→ **WORK TASK**:
Output all of the entries exactly as written.

→ **Source data**:
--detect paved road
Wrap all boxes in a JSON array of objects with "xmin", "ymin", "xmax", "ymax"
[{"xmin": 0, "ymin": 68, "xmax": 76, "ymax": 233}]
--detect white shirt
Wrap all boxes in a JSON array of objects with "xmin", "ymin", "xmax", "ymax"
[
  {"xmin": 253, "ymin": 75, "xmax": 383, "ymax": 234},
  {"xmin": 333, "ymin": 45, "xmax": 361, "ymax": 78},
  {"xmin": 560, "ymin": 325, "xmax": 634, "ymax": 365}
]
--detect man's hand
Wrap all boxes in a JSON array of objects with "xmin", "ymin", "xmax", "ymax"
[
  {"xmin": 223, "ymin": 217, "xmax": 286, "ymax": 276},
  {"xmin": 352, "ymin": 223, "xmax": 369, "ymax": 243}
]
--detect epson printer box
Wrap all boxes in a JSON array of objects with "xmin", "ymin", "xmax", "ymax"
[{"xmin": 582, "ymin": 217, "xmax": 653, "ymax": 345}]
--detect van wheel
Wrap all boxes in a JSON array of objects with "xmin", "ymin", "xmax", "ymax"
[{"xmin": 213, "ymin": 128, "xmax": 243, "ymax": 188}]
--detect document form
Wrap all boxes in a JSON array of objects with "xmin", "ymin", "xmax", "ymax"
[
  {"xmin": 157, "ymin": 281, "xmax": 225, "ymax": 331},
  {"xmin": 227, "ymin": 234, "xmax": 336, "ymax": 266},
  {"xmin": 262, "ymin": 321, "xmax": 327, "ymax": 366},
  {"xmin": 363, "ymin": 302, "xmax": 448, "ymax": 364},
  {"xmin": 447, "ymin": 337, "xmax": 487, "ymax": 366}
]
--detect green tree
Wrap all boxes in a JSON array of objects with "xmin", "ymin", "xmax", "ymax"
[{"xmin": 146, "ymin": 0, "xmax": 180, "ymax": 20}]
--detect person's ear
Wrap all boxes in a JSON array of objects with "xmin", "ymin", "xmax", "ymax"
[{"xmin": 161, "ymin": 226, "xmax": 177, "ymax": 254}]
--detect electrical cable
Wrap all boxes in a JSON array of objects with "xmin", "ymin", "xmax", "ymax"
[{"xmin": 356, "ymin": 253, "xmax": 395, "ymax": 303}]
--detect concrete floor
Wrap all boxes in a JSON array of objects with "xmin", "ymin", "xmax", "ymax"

→ **SOLUTION**:
--detect paved road
Wrap all boxes in a JSON array of objects with "xmin", "ymin", "xmax", "ymax"
[{"xmin": 0, "ymin": 68, "xmax": 76, "ymax": 233}]
--detect white shirt
Wrap all boxes in a JSON array of objects with "xmin", "ymin", "xmax", "ymax"
[
  {"xmin": 253, "ymin": 75, "xmax": 383, "ymax": 234},
  {"xmin": 333, "ymin": 45, "xmax": 361, "ymax": 78},
  {"xmin": 560, "ymin": 325, "xmax": 634, "ymax": 365}
]
--detect man's hand
Wrap all boxes in a JSON array of objects with "xmin", "ymin", "xmax", "ymax"
[
  {"xmin": 223, "ymin": 217, "xmax": 286, "ymax": 276},
  {"xmin": 352, "ymin": 223, "xmax": 369, "ymax": 243}
]
--detect epson printer box
Wrap all boxes in a JSON array of objects with "xmin", "ymin", "xmax", "ymax"
[{"xmin": 582, "ymin": 217, "xmax": 653, "ymax": 345}]
--detect van wheel
Wrap all boxes in a JSON array of objects with "xmin", "ymin", "xmax", "ymax"
[{"xmin": 213, "ymin": 128, "xmax": 243, "ymax": 188}]
--detect document form
Wrap all boxes in a JSON array of objects with "xmin", "ymin", "xmax", "ymax"
[
  {"xmin": 157, "ymin": 281, "xmax": 225, "ymax": 331},
  {"xmin": 227, "ymin": 234, "xmax": 336, "ymax": 266},
  {"xmin": 262, "ymin": 321, "xmax": 327, "ymax": 366},
  {"xmin": 363, "ymin": 302, "xmax": 448, "ymax": 364},
  {"xmin": 447, "ymin": 337, "xmax": 487, "ymax": 366}
]
--detect green tree
Wrap all boxes in a JSON array of objects with "xmin", "ymin", "xmax", "ymax"
[{"xmin": 146, "ymin": 0, "xmax": 180, "ymax": 20}]
--detect person's ear
Wrap all boxes in a JSON array of objects with "xmin", "ymin", "xmax", "ymax"
[{"xmin": 161, "ymin": 226, "xmax": 177, "ymax": 254}]
--detect electrical cable
Wrap all boxes in a JSON array of objects with "xmin", "ymin", "xmax", "ymax"
[{"xmin": 356, "ymin": 253, "xmax": 395, "ymax": 303}]
--detect concrete floor
Wrap all boxes in a JSON array of objects with "xmin", "ymin", "xmax", "ymax"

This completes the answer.